== CONSIGNE 1 ==
Recopiez la présentation de la pièce depuis « Mais cette maison » jusqu'à « entre les meubles. », mot pour mot.
== CONSIGNE 2 ==
Dans la présentation de la pièce, relevez tous les nombres que donne le paragraphe qui commence par « Lui, chef de chantier ».
== CONSIGNE 3 ==
Poursuivez la présentation de la pièce après sa dernière phrase.

== DOCUMENT SOURCE ==

_ _ _

A première vue, la scène ne représente rien d'autre qu'une salle de séjour avec un escalier qui mène à l'étage. Il y a là une porte d'entrée, une fenêtre avec des barreaux et de lourds rideaux.
La pièce semble avoir été meublée par une personne aisée et sans ambition particulière de la classe moyenne.
Cette pièce pourrait se trouver dans une maison de la banlieue résidentielle d'une grande ville suédoise.
Mais cette maison se trouve en Afrique. Le paysage africain, le bush, les plaines en feu ont déjà franchi le seuil de la maison. Le miroir près de la porte reflète la lumière rouge du soleil couchant. Les coassements des grenouilles et les soupirs de l'hippopotame sont à la fois à l'intérieur de la pièce et à l'extérieur, près du lit d'une rivière invisible.
L'Afrique approche. Les termites grouillent, l'herbe à éléphant pousse entre les meubles.
L'espace scénique est une lutte entre éléments inconciliables, entre mensonge et vérité.
Les personnages principaux de cette pièce sont les Noirs.
Mais on ne les voit pas ».


HENNING MANKELL




Un couple vit ici. La quarantaine – à tous les sens du terme… – à la fois épuisée et énervée.
Lui, chef de chantier, travaille « dans l’humanitaire » : un organisme non gouvernemental lui a confié (il y a 11 ans, 14 ans ?..) la tâche d’aménager 500 puits munis de pompes ; 200 ont été forés, trois seulement fonctionnent…
C’est leur dernière soirée en Afrique. Ils attendent leur successeur, un autre Suédois, qui n’arrive pas ; coups de fil à l’aéroport, on n’entend que des bruits d’agitation confuse…
En attendant, c’est l’heure des bilans navrés, des souvenirs blessants, des règlements de compte affolés, entre eux deux, entre eux et cette Afrique qu’ils n’ont pas comprise. Ils sermonnent leurs serviteurs noirs qui entrent et sortent mais restent invisibles : misérables fantasmes.

_ _ _

== DONNÉES EXTRAITES ==
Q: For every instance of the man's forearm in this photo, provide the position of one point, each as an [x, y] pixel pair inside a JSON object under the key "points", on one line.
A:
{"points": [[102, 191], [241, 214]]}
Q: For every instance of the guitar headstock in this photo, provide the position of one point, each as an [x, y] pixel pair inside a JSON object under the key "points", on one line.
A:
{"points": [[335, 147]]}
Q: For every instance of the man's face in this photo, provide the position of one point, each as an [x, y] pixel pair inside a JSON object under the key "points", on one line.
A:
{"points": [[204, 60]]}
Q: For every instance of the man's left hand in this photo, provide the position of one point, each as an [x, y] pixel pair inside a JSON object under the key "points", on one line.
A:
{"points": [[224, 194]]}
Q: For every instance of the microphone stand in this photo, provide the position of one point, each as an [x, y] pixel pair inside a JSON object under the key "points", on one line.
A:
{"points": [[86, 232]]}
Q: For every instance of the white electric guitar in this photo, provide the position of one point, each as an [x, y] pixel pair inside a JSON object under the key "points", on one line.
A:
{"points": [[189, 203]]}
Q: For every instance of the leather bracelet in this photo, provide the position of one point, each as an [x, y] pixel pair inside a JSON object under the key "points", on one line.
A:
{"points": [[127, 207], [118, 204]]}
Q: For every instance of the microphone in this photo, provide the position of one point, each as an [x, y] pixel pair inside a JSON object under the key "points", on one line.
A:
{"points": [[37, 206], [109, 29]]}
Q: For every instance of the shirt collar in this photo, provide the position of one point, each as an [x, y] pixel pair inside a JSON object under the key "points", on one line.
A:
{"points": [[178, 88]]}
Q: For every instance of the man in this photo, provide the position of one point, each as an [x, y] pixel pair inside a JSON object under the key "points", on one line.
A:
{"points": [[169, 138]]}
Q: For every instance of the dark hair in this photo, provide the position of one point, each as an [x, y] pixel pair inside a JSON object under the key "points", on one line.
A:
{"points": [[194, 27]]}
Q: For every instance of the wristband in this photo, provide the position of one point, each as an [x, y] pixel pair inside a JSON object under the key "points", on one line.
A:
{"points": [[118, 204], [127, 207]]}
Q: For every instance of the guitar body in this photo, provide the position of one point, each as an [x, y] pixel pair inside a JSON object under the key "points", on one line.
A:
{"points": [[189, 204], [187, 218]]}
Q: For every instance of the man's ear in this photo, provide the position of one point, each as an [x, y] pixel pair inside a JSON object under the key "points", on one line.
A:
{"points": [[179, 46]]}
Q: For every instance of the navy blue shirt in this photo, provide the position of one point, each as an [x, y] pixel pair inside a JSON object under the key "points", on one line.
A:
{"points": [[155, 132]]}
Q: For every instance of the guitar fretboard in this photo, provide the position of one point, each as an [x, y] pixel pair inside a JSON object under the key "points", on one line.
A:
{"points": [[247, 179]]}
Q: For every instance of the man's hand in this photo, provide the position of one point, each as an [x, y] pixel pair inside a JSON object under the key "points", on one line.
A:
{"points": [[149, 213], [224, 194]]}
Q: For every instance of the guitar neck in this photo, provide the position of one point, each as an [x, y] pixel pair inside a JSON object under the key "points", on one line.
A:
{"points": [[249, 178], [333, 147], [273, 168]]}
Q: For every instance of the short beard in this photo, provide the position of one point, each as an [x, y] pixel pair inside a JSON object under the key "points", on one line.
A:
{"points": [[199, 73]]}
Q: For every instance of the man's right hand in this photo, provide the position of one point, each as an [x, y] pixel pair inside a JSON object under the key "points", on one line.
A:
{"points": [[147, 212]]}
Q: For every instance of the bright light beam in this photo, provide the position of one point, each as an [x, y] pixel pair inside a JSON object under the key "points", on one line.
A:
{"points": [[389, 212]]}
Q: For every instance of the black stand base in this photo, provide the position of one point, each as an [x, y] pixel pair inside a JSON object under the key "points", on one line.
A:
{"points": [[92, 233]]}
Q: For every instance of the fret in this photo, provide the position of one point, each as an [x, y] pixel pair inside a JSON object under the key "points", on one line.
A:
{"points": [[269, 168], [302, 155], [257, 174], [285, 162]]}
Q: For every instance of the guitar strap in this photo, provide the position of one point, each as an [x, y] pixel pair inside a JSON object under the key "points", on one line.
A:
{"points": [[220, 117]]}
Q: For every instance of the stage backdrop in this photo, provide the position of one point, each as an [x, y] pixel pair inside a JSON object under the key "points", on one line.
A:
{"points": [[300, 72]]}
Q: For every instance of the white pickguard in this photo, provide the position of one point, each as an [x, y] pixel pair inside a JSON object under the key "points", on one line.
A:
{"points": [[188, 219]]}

_ _ _

== RÉPONSE 1 ==
Mais cette maison se trouve en Afrique. Le paysage africain, le bush, les plaines en feu ont déjà franchi le seuil de la maison. Le miroir près de la porte reflète la lumière rouge du soleil couchant. Les coassements des grenouilles et les soupirs de l'hippopotame sont à la fois à l'intérieur de la pièce et à l'extérieur, près du lit d'une rivière invisible.
L'Afrique approche. Les termites grouillent, l'herbe à éléphant pousse entre les meubles.

== RÉPONSE 2 ==
11 (ans), 14 (ans), 500 (puits), 200 (puits forés), trois (puits qui fonctionnent)

== RÉPONSE 3 ==
Le successeur arrive enfin, en mauvais état : victime d’une échauffourée à l’aéroport ? Ou d’un félin qui passait par là ? Mais ce n’est pas grave, apparemment… Le trio ainsi constitué va poursuivre sa dérive burlesque et cauchemardesque : coincés qu’ils sont entre le geste humanitaire qui les a amenés là et la peur agressive d’une Afrique qui leur échappe totalement. Ça va tourner au vinaigre, à la folie à trois, à la violence panique. Mais on finira par aller dormir, et la vie continuera…


JEAN-PIERRE VINCENT




Notes du metteur en scène


L’Afrique comme fantasme.


Mankell est sans pitié pour ces petits blancs d’un nouveau genre, ni « colonialistes », ni exploiteurs, seulement des techniciens loin de chez eux, dans la tourmente planétaire. Mais il ne s’agit pas ici d’une pièce militante, ni d’une démonstration politique argumentée, d’une fable à la Brecht ou à la Bond.
Mankell ne s’inscrit pas dans une histoire de l’écriture théâtrale récente. Il charrie la vie telle qu’elle dérive. Il parle avec sa connaissance in vivo de l’Afrique, de l’étrange vie des blancs en Afrique, avec sa liberté de romancier, et sa vision noire du monde d’aujourd’hui.
Nous sommes loin de l’Afrique, mais elle nous hante. Nous y pensons parfois (l’hécatombe du SIDA, la désertification et la faim, les massacres ethniques…). Nous y envoyons des techniciens charitables, des financements qui alimentent les corruptions. Mais de fait, nous ne faisons rien, et cette culpabilité nous travaille, au fond : c’est elle qui produit ce cauchemar grotesque, chez Mankell.
Ici, pas de « réalisme ». La pièce jaillit à l’aventure comme un fantasme délirant (« une illusion d'optique délibérée », dit-il…), avec la liberté anarchique des enchaînements du rêve (Bunuel), ses flottements absurdes (Bergman), son accumulation de catastrophes (Laurel et Hardy, Woody Allen). Une danse de mort, pour revenir vers Strindberg, ou bien « Les Boulingrin » de Courteline…


Une comédie (noire) onirique.


L’erreur serait de prendre cette histoire – si c’en est une – comme une tranche de vie démonstrative.
Il faut du « réel », certes, sans quoi rien ne touche. Mais l’idée « d’illusion d’optique » est essentielle. Tout ici serait faux, illogique, rêvé. Ces personnages rêvent… Ils ne sont peutêtre même pas du tout en Afrique. Ce sont des blancs qui cauchemardent l’Afrique.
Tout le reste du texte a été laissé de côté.